Data excerpts
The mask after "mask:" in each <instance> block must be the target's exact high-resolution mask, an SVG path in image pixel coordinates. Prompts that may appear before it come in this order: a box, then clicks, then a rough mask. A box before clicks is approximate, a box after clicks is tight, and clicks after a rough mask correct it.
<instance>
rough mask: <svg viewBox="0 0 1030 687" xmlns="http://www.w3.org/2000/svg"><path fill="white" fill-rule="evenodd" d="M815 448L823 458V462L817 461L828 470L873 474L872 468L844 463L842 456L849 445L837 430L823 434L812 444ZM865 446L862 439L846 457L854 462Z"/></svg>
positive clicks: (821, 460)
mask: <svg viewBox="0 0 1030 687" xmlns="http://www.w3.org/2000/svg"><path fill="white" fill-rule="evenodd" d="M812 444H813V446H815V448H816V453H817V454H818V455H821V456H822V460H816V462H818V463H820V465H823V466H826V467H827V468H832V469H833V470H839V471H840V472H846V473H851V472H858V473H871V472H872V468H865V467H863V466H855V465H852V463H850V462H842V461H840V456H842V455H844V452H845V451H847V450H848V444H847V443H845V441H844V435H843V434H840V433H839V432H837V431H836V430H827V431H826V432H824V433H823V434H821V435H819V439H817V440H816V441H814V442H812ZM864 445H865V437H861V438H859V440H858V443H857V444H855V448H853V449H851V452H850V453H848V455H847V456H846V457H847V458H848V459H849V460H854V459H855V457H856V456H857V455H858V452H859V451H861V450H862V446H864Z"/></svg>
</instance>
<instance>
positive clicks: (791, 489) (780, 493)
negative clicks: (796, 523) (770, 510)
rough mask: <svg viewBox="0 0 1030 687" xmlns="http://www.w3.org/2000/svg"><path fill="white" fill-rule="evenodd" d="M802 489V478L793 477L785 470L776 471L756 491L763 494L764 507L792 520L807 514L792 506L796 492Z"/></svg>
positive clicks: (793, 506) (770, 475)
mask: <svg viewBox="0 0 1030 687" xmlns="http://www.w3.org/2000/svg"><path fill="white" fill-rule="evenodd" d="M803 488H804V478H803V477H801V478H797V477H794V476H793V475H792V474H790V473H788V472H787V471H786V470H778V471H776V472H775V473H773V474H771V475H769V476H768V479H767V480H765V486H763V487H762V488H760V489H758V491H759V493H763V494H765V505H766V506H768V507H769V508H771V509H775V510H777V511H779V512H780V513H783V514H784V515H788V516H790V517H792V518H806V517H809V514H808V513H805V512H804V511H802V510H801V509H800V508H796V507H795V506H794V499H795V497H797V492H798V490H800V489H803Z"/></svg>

Task instructions: Starting at the line that contains "negative clicks: (796, 523) (770, 510)", output every remaining line of the data exactly, and stop after the last one.

Exercise result:
negative clicks: (796, 523) (770, 510)
rough mask: <svg viewBox="0 0 1030 687" xmlns="http://www.w3.org/2000/svg"><path fill="white" fill-rule="evenodd" d="M802 489V478L793 477L785 470L776 471L756 491L763 494L764 507L792 520L807 514L792 506L796 492Z"/></svg>
positive clicks: (793, 506) (770, 475)
mask: <svg viewBox="0 0 1030 687" xmlns="http://www.w3.org/2000/svg"><path fill="white" fill-rule="evenodd" d="M803 488H804V478H803V477H801V478H797V477H794V476H793V475H792V474H790V473H788V472H787V471H786V470H778V471H776V472H775V473H773V474H771V475H769V476H768V479H767V480H765V486H763V487H762V488H760V489H758V491H759V493H763V494H765V505H766V506H768V507H769V508H771V509H775V510H777V511H779V512H780V513H783V514H784V515H788V516H790V517H792V518H806V517H809V514H808V513H805V512H804V511H802V510H801V509H800V508H796V507H795V506H794V499H795V497H797V492H798V490H800V489H803Z"/></svg>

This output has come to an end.